I thought I'd share the events of an evening a while back with you other old married guys. It's no secret that your fair drummer has his share (heck our share too) of women hanging around him like Vultures hanging around fresh road kill. Matt and I caught up last night for a post holiday catch up dinner. After a fine dinner and a couple of Guinness's we walked over to Features just so Matt could see if there were any women there to ditch me for. We walk out after an unsuccessful hunt to be met by 3 girls in their mid 20's. Matt looks at me and says "Go with me" before I could ask "GO WHERE?" He breaks into a Scottish accent claiming he's from Glasgow and he's here for a few days and wanting to know if we could go with them... How lame, yet they reply.....SURE!!!! huh? you've got to be kidding me. It worked? We follow them to another bar with Matt and the girls walking in the parking lot and me 20ft away on the sidewalk scratching my head wondering how the heck he did that. They all sit at a table, order drinks and I excuse myself to the restroom. I come back to the 4 of them laughing and chatting....The one girl says "what part of Glasgow are you from?" to which Matt replies in perfect American "Washington State" AWWW they're are going to kill him now...."That was a great accent, you're too much" and all that other crap. If I tried that, I'd wind up with a face full of pepper spray, crying like a baby and wetting myself while they all laughed. In amazement I watched Matt work 2 of the girls for quite a while when the third girl looked at me and blurted...
—————
▶ Objective A
Copy the rows below verbatim, starting with the line that contains "Question: For every instance of the flower" and going on through the line that contains "[(886, 109), (300, 144), (748, 57)]". Include both of those lines and leave out any picture.

▶ Task data
—————
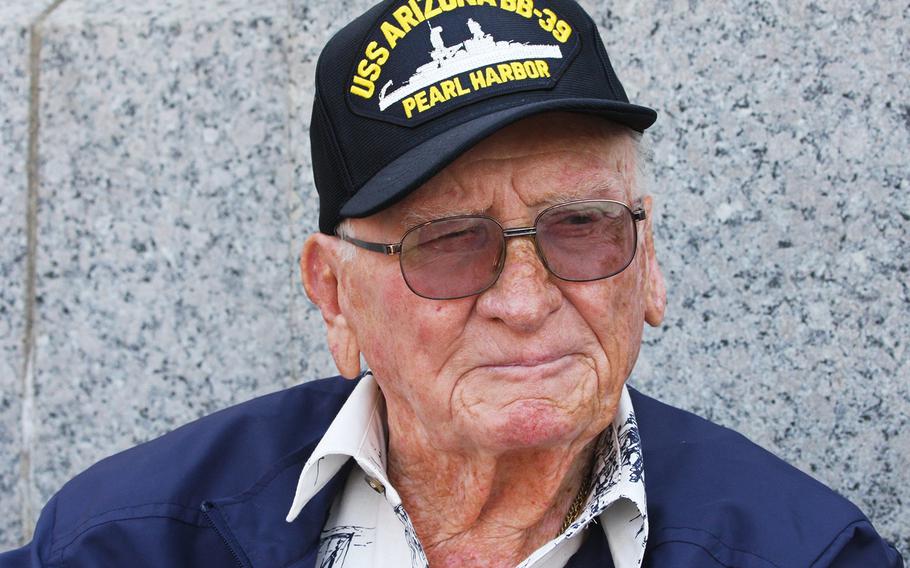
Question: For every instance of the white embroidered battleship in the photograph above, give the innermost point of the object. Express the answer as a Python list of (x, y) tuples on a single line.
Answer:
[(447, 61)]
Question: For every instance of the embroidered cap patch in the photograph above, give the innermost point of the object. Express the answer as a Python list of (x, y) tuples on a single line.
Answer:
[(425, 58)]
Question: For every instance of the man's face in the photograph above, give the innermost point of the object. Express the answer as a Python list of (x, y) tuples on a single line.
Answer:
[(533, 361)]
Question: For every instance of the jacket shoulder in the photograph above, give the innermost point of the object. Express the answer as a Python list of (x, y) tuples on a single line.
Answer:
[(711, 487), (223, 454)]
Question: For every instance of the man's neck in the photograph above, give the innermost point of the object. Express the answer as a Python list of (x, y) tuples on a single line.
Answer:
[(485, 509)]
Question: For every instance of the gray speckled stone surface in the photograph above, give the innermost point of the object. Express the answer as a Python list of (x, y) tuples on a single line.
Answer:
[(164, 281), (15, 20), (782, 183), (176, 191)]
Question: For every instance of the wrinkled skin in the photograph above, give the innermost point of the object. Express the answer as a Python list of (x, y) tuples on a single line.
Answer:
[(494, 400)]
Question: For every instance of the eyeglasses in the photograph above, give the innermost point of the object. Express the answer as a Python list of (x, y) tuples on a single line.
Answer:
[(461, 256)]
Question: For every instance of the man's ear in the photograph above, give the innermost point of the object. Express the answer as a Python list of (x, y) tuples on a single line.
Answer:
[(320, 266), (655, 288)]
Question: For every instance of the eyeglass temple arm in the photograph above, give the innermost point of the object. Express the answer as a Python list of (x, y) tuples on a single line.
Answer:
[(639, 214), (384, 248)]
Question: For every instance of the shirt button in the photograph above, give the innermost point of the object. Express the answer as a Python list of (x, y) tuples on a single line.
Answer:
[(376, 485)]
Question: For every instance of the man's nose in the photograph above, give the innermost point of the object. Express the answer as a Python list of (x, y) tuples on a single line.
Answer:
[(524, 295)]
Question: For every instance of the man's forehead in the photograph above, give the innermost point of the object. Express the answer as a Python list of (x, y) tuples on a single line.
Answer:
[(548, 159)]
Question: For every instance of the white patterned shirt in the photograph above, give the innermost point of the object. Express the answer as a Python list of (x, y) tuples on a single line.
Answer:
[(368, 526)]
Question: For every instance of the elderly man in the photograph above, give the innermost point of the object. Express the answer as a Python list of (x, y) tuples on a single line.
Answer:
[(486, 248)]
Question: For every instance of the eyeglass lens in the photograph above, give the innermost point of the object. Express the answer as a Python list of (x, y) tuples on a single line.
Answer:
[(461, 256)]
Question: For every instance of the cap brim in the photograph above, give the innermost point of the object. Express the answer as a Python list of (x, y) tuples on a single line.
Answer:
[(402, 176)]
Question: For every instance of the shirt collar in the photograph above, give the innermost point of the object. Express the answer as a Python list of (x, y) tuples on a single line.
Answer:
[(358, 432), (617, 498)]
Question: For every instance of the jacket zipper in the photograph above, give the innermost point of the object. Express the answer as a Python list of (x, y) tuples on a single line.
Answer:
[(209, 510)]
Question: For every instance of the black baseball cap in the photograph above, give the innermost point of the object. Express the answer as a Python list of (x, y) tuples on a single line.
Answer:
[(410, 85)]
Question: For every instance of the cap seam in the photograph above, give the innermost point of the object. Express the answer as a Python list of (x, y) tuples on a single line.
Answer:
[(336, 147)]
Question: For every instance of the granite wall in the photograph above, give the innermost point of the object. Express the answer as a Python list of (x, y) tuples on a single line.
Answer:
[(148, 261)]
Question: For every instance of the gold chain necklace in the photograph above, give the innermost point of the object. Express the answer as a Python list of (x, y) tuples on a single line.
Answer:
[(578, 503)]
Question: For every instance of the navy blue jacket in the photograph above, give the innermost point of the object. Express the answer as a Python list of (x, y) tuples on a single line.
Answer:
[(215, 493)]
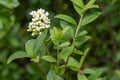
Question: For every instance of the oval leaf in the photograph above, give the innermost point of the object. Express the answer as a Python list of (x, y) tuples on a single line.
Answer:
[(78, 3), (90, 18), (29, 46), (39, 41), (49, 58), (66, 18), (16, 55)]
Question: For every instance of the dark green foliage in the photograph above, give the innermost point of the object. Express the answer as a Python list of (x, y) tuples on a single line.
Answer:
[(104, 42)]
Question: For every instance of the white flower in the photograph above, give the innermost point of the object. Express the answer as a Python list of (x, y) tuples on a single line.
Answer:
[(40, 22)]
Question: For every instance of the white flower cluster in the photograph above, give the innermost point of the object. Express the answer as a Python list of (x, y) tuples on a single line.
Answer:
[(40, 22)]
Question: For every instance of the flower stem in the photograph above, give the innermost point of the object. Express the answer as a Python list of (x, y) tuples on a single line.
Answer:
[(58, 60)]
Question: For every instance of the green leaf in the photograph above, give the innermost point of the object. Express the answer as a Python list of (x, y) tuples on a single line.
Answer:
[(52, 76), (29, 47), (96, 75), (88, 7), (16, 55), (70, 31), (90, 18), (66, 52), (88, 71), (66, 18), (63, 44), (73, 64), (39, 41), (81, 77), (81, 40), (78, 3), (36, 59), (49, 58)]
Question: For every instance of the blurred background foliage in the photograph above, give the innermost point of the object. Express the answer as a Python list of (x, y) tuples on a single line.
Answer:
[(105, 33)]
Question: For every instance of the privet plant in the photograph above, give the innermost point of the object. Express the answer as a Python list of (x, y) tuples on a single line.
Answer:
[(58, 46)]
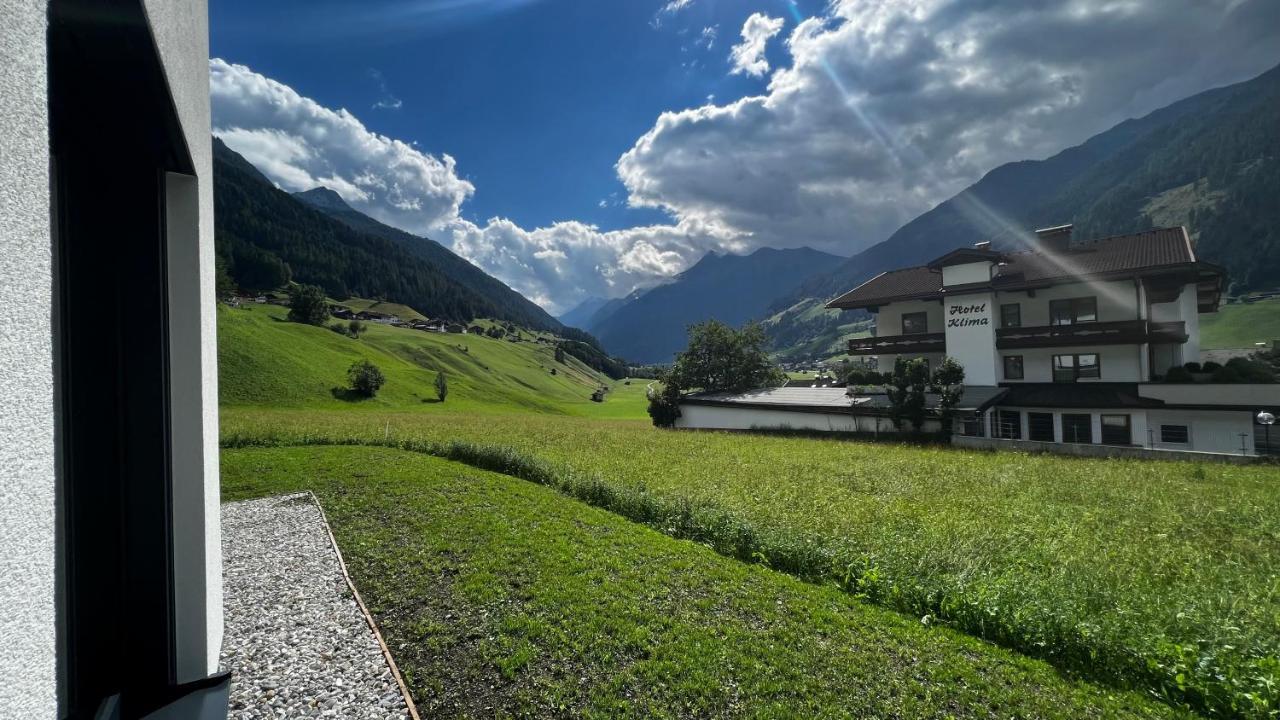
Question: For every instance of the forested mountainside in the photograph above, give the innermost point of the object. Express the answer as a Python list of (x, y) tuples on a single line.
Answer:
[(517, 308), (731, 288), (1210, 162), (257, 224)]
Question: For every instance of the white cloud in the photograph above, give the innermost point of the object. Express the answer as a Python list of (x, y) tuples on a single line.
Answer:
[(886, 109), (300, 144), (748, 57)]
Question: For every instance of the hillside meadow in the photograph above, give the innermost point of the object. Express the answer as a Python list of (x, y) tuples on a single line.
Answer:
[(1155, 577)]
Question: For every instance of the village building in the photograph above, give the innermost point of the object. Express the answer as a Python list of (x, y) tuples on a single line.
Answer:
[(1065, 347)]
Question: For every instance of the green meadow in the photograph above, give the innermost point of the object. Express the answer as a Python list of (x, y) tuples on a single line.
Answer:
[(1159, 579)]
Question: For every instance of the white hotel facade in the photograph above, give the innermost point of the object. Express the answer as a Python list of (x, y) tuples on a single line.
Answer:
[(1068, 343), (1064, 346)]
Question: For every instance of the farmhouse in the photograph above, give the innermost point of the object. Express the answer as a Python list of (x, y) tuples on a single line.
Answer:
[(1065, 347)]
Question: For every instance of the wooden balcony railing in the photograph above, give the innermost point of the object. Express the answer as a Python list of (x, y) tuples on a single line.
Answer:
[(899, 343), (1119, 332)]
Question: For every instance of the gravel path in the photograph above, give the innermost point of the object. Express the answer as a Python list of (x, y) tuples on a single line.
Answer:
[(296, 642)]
—————
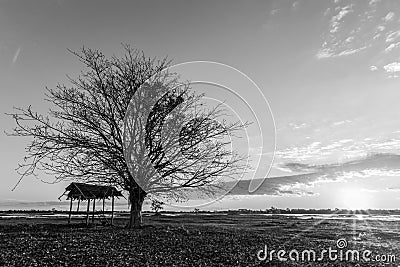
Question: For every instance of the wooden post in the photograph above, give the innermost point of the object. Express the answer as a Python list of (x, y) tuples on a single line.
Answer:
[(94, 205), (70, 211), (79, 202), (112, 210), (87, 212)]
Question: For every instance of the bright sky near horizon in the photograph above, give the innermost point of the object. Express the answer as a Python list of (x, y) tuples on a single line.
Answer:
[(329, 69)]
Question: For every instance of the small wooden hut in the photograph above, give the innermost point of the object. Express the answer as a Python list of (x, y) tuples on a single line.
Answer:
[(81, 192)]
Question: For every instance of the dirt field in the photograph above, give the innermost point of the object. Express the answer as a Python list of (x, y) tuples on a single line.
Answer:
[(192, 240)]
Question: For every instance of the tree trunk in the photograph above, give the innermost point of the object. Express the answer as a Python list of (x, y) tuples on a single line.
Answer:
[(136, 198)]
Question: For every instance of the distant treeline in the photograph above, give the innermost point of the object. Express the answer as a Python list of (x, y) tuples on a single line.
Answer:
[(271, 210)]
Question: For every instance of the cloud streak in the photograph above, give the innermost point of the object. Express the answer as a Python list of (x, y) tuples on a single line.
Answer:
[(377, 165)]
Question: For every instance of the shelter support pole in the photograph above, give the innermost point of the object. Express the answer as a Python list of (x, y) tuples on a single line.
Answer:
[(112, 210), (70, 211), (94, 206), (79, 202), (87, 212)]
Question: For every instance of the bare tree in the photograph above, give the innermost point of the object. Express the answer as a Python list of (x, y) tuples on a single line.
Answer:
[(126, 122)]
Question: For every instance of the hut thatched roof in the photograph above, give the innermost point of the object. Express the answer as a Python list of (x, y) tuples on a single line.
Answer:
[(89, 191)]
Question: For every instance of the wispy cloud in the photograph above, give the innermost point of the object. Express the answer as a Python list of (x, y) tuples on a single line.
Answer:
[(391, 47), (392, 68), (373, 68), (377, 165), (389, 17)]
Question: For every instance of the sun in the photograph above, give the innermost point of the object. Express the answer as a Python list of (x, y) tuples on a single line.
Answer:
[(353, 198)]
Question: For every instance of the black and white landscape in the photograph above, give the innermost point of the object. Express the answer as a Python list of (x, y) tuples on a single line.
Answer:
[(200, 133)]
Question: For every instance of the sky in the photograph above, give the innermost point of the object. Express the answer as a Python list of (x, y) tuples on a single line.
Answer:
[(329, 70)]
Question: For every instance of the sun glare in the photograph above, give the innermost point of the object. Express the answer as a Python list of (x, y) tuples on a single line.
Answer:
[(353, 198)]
—————
▶ Objective B
In the anecdote about the evening out, what does Matt answer in his normal American voice when one of the girls asks what part of Glasgow he is from?

▶ Task output A
Question: For every instance of the flower stem in the photograph above, give the innermost point of the object. Express the answer as a Python list of (x, y) tuples on a single line.
Answer:
[(58, 60)]
Question: For every instance of the green leaf in the photograph above, give the innermost point of the object. Express the answer as a Python list of (x, y) tuples on a single line.
Answer:
[(52, 76), (29, 47), (96, 75), (88, 7), (16, 55), (70, 31), (90, 18), (66, 52), (88, 71), (66, 18), (63, 44), (73, 64), (39, 41), (81, 77), (81, 40), (78, 3), (36, 59), (49, 58)]
Question: For every instance of the blurred background foliage in the photograph above, give the innermost point of the object. Express the answer as a Python list of (x, y) tuples on a single line.
Answer:
[(105, 33)]
Question: For every instance of the privet plant in the photograph above, give the innermost point of the object. Express the answer as a Python list of (x, y) tuples on a single line.
Answer:
[(58, 46)]
Question: For every instance of the forested mountainside in the photograph above, give the innermost point of the object. Express the answer as a Python list of (x, y) tuples on a single line.
Answer:
[(517, 308), (731, 288), (1210, 162), (257, 224)]
Question: For every instance of the white cloud in the photograph above, give the innermost point of the object. Express the answer as a Python list of (x, y) tuples on a single line.
Answer:
[(886, 109), (300, 144), (748, 57)]

▶ Task output B
"Washington State"